:: SOURCE PASSAGE
Is Air Canada (TSX:AC) a Canadian airline stock to buy?

4 min read | September 30, 2021 12:41 AM AEST | By Shreya Biswas

Highlights 

  • Air Canada stock is among the top volume, actively traded stock on the Toronto Stock Exchange in the past ten days.
  • The Canadian airline in this quarter recorded a net loss of C$ 1.165 billion ( or C$ 3.31 per diluted share) relative to the 2020 Q2 net loss of C$1.752 billion (or C$ 6.44 per diluted share).
  • The flyer planned a year-over-year (yoy) growth of its ASM capacity by 85 per cent in the third quarter.

Air Canada (TSX:AC) stock, on Tuesday, September 28, plummeted by nearly three per cent. This decline came following the airline stock’s rise of about three per cent on Monday.

The Canadian airline, which provides scheduled passenger services, was majorly hit by the COVID-19 pandemic last year as the global aviation industry suffered amid border lockdowns.

As the vaccination programs ramp up and countries opened up their borders for travel, the company is expected to move towards recovery. The resumption of its cross-border these flights could help the national carrier boost its financial position from its pandemic lows, which, in turn, could draw investor attention.

Let’s get a detailed view of Air Canada’s recent stock and financial performance.

Also Read: Can Air Canada (TSX:AC) Stock Recover In 2021?

Air Canada (TSX:AC) stock performance

In the last one week, Air Canada stock has surged by about seven per cent. The firm had a market capitalization of C$ 8.4 billion at the time of writing this.

Air Canada was among the most actively traded stock on the Toronto Stock Exchange (TSX) on Tuesday, marking a 10-day average trading volume of 2.83 million shares.

In the past six months, AC stock has dipped by almost seven per cent. However, the airline scrip has recovered by more than 54 per cent in the last one year.

This year, Air Canada shares have surged by nearly seven per cent.

On Tuesday, the company’s stock closed at a price of C$ 23.74 per share, which was 21.42 per cent below its 52-week high of C$ 31 (March 15, 2021).

Air Canada Q2 results

Image description: Air Canada (TSX:AC) Q2 2021 results

Air Canada’s operating revenues surged by of 59 per cent year-over-year (YoY) to C$ 837 million in its second quarter of 2021.
::::
# WHAT THIS EXERCISE ASKS
1. In the Air Canada article, rewrite everything from "The Canadian airline, which" down to "draw investor attention.", putting "country's main airline" in place of "national carrier".
2. Sum up the Air Canada article in two sentences.
3. Continue the Air Canada article from its last sentence.
The data after this point are separate from the Air Canada article.
:: DATA UNDER STUDY
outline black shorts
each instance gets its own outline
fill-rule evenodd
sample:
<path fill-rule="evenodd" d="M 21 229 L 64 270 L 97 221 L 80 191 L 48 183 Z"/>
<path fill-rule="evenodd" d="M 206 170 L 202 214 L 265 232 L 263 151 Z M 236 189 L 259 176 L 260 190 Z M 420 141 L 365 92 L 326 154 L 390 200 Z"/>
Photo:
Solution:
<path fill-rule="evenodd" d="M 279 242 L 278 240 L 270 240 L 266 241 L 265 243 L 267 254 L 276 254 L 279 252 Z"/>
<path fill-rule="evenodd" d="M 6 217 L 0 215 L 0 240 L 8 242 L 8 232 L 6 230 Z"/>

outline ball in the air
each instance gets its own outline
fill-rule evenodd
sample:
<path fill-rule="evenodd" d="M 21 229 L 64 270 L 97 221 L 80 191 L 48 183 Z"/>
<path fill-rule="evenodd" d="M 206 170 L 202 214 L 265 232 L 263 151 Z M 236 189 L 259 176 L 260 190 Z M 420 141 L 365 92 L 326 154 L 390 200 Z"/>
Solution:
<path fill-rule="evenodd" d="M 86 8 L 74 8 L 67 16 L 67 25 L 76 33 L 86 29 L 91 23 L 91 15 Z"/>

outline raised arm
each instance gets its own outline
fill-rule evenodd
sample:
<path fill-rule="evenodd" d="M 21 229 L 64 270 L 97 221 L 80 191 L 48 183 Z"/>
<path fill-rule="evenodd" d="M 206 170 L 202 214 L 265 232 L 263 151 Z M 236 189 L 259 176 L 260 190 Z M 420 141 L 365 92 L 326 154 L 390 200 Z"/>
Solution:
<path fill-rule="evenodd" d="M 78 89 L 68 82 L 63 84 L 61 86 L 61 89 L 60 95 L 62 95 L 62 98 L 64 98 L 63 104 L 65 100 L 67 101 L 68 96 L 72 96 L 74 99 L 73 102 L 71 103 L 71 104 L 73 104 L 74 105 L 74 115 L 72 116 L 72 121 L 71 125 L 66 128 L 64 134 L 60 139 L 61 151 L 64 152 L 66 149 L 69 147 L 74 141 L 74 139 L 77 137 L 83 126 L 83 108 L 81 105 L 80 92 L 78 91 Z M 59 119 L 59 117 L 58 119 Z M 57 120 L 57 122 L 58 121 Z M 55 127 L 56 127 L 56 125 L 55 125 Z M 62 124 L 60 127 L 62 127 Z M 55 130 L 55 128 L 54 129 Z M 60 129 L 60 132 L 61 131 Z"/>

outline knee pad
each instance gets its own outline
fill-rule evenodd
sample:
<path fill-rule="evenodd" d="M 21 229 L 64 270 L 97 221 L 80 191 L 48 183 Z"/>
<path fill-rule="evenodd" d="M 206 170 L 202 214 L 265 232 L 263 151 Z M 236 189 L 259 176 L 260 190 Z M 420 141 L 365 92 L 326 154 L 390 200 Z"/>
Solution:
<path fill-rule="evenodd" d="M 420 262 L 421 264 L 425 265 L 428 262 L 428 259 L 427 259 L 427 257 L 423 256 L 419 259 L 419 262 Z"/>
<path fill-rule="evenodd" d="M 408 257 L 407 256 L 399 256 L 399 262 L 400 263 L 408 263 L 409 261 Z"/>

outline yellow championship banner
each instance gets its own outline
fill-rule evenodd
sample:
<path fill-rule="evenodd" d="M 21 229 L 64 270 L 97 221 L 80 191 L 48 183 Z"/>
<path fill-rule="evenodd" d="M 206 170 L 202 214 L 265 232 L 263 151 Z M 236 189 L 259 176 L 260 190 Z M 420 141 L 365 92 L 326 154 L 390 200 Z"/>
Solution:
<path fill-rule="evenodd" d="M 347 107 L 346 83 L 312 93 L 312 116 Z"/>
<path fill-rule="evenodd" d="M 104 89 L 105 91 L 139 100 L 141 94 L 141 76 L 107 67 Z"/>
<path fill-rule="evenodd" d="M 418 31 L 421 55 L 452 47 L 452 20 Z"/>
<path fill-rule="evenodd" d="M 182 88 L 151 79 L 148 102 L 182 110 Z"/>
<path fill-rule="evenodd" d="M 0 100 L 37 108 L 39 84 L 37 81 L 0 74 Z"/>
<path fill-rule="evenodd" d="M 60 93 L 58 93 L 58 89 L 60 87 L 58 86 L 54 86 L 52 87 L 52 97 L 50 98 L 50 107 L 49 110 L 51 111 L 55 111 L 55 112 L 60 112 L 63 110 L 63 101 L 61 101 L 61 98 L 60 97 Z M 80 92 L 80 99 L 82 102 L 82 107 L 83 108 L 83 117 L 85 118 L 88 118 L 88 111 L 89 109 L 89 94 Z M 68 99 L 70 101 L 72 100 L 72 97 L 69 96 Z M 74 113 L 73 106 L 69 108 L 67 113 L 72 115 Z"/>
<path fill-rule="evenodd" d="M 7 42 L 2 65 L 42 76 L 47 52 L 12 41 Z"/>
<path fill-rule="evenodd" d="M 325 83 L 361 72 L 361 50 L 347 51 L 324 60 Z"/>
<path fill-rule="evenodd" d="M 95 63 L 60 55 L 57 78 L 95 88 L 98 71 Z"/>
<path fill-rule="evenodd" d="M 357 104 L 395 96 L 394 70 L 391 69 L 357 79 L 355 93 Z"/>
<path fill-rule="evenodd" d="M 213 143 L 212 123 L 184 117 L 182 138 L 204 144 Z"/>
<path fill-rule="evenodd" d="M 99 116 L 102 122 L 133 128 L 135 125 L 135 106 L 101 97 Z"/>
::::
# ANSWERS
1.
The Canadian airline, which provides scheduled passenger services, was majorly hit by the COVID-19 pandemic last year as the global aviation industry suffered amid border lockdowns.

As the vaccination programs ramp up and countries opened up their borders for travel, the company is expected to move towards recovery. The resumption of its cross-border these flights could help the country's main airline boost its financial position from its pandemic lows, which, in turn, could draw investor attention.

2. Air Canada stock fell nearly three percent on Tuesday, September 28, after rising about three percent on Monday, and it was among the most actively traded stocks on the Toronto Stock Exchange. The airline was hit hard by the pandemic, but its second-quarter 2021 net loss of C$1.165 billion was smaller than the C$1.752 billion loss a year earlier, and its operating revenues rose 59 percent to C$837 million.

3.
The aviation giant incurred an operating loss of C$ 1.133 billion in the latest quarter, which was lower than that of C$ 1.555 billion in the same quarter a year ago.

Its net cash burn stood at C$ 745 million in the second quarter of 2021, which was about C$ 8 million per day on an average.

Air Canada’s net loss amounted to C$ 1.165 billion in Q2 2021, as compared to that of C$ 1.752 billion in Q2 2020.

Also Read: Air Canada (TSX:AC) losses continue but bookings pick up

Air Canada’s Q3 2021 Outlook

The company plans to raise its available seat miles (ASM) capacity by approximately 85 per cent YoY in the third quarter of 2021.

In addition, its expects its net cash burn to come in the range of C$ 280 million to C$ 460 million in Q3 2021, which would be about C$ 3 million to C$ 5 million per day on an average.

Also Read: Is Air Transat (TSX:TRZ) a good travel stock to buy on the dip?

Bottom line

Air Canada President and CEO Michael Rousseau stated in the Q2 2021 earnings report that the COVID-19 pandemic hampered the airline business and the industry at large in the latest quarter.

However, he added that the increasing vaccination rates and the easing of travel restrictions have boosted its flight bookings.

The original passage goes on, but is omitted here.